▶ _Aim of the task_
Would you reproduce exactly the lines below from the one holding "Target: conical thatched roof" through the one holding "written like (85,60).", inclusive, and no others?

═══ Input for this task ═══

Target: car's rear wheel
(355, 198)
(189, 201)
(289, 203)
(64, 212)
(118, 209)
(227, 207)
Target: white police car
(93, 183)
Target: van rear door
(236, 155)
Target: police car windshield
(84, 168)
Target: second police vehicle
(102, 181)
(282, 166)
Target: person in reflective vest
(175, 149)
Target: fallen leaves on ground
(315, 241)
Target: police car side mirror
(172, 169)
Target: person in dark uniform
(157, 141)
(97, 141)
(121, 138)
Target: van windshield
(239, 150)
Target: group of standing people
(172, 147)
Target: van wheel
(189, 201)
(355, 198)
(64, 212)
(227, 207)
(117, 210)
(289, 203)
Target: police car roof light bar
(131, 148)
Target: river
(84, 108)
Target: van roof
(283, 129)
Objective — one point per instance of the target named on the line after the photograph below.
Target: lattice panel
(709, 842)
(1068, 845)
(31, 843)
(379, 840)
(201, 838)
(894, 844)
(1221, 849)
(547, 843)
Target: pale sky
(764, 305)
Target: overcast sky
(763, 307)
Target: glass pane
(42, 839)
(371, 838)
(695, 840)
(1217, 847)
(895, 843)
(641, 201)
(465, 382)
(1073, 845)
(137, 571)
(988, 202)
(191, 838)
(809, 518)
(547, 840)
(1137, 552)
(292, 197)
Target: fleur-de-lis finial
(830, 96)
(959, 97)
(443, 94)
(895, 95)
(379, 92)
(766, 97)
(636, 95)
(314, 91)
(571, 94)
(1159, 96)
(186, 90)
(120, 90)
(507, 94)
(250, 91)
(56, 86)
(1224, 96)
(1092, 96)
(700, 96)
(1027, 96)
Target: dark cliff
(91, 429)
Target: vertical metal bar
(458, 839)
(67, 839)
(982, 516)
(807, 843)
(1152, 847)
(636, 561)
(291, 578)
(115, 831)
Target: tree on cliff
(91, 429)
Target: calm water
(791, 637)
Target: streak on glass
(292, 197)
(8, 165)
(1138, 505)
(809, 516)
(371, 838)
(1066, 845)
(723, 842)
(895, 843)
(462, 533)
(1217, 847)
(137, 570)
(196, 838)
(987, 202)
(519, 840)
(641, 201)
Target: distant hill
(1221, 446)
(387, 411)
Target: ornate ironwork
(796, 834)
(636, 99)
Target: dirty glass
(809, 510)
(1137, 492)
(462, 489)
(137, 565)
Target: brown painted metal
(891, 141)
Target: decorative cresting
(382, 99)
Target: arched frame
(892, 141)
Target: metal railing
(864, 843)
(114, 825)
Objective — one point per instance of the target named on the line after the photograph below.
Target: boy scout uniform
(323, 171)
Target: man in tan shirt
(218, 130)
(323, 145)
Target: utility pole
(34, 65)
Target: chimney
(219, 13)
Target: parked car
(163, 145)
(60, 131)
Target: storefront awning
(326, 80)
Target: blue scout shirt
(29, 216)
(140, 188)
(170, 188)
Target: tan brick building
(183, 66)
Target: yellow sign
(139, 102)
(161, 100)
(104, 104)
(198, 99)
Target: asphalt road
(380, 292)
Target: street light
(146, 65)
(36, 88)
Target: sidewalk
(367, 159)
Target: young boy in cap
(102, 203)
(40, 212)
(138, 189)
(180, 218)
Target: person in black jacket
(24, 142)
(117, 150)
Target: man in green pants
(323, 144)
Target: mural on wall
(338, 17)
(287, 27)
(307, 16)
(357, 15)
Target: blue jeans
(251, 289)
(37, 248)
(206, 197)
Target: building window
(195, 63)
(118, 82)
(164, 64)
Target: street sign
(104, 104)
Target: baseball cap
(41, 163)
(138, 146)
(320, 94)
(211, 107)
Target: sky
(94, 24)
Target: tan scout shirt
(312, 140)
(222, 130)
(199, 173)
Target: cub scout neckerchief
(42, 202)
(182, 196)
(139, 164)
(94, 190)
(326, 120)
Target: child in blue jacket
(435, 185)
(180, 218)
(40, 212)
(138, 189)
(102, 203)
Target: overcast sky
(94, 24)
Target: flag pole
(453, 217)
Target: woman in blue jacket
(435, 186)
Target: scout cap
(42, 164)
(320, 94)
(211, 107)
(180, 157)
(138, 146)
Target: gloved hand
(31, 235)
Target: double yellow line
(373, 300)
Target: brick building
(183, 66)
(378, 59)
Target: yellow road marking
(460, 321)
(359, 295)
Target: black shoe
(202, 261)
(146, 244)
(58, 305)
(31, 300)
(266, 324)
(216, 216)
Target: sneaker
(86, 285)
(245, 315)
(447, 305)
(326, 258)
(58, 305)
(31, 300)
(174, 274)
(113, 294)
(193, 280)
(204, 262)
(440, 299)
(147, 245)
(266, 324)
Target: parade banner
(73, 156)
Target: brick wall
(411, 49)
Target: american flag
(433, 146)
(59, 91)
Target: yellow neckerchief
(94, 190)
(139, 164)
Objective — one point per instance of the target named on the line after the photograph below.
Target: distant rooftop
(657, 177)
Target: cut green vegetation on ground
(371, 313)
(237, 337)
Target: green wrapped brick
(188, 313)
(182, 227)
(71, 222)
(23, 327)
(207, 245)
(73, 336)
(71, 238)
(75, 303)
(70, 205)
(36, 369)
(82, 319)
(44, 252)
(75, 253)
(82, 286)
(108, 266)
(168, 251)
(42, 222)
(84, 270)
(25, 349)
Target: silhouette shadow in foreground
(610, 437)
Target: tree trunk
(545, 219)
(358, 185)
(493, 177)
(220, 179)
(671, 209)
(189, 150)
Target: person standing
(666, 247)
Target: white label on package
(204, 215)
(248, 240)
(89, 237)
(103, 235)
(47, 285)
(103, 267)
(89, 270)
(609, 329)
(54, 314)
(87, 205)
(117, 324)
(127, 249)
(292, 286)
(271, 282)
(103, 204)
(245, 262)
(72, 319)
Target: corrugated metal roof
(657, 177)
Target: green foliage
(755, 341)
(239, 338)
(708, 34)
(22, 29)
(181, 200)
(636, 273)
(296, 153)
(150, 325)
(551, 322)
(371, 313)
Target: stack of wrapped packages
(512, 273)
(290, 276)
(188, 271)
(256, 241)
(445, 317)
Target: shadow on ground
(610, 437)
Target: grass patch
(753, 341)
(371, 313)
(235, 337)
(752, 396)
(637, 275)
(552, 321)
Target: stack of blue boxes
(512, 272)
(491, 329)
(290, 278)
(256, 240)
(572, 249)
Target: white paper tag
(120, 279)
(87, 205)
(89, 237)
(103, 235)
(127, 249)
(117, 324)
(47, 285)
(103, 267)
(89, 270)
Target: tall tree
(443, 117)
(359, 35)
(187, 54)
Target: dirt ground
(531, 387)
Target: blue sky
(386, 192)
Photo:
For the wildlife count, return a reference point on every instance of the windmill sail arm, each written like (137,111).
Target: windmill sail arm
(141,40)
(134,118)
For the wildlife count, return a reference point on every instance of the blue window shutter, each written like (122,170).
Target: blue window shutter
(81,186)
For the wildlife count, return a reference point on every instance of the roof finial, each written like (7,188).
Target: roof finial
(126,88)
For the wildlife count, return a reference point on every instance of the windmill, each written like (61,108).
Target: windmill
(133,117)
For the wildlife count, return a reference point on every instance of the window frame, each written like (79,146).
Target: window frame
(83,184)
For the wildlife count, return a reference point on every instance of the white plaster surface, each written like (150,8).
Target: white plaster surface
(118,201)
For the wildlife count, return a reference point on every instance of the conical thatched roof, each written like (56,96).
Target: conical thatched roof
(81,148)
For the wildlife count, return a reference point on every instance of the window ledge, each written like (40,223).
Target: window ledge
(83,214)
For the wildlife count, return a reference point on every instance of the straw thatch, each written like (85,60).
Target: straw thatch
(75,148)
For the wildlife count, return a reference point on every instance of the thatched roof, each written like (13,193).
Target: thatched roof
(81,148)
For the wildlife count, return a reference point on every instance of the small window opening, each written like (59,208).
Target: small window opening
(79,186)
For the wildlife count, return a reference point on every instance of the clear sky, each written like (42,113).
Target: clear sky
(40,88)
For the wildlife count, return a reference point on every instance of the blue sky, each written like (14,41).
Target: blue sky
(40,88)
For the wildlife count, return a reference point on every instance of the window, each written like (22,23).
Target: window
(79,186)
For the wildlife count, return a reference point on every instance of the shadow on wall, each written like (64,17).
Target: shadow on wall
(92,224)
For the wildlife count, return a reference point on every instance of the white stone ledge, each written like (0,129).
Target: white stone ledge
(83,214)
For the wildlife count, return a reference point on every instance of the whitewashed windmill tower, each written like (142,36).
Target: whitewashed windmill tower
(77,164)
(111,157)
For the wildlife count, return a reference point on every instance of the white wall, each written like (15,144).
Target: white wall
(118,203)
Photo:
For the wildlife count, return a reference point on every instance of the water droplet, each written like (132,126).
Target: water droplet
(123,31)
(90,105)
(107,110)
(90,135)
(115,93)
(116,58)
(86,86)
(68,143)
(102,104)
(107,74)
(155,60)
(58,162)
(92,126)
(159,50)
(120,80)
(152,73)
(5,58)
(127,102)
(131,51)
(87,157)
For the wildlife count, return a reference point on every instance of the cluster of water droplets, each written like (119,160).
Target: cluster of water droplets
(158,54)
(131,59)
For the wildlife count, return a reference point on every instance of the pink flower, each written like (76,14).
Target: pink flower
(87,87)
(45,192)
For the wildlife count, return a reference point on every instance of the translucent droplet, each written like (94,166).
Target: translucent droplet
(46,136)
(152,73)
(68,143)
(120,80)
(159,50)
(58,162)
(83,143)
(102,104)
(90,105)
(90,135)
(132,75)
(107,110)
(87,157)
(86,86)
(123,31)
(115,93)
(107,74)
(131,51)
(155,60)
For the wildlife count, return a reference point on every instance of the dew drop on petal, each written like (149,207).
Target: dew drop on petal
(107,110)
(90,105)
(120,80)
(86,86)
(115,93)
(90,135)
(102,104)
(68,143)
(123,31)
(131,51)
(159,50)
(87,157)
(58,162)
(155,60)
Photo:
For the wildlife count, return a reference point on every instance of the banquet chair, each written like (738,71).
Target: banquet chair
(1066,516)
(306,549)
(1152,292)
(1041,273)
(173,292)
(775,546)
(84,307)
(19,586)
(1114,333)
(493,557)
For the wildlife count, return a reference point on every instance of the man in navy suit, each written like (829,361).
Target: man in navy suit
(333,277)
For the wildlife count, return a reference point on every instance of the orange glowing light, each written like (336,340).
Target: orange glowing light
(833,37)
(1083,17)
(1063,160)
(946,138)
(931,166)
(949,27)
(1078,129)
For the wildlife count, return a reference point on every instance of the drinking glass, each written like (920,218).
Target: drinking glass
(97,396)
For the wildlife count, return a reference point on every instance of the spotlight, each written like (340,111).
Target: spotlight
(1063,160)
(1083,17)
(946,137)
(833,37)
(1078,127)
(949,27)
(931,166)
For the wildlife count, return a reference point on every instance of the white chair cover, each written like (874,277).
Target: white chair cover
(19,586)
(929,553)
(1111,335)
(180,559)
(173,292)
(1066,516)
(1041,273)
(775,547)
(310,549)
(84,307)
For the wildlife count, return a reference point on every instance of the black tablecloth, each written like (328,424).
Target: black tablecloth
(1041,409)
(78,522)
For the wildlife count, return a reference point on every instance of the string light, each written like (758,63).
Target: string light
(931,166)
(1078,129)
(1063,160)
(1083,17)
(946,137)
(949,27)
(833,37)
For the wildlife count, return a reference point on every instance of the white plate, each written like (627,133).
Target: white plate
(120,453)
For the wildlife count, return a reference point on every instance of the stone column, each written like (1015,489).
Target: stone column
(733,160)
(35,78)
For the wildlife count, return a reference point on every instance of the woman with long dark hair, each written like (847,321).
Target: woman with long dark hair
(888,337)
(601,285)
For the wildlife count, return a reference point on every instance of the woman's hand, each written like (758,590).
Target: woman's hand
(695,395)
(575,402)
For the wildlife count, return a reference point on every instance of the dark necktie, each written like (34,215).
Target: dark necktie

═══

▶ _Reply to the task_
Target: conical thatched roof
(81,148)
For the wildlife count, return a reference point on every instance of the window ledge, each written like (40,223).
Target: window ledge
(83,214)
For the wildlife count, return a reference point on every instance of the straw thatch, each written like (85,60).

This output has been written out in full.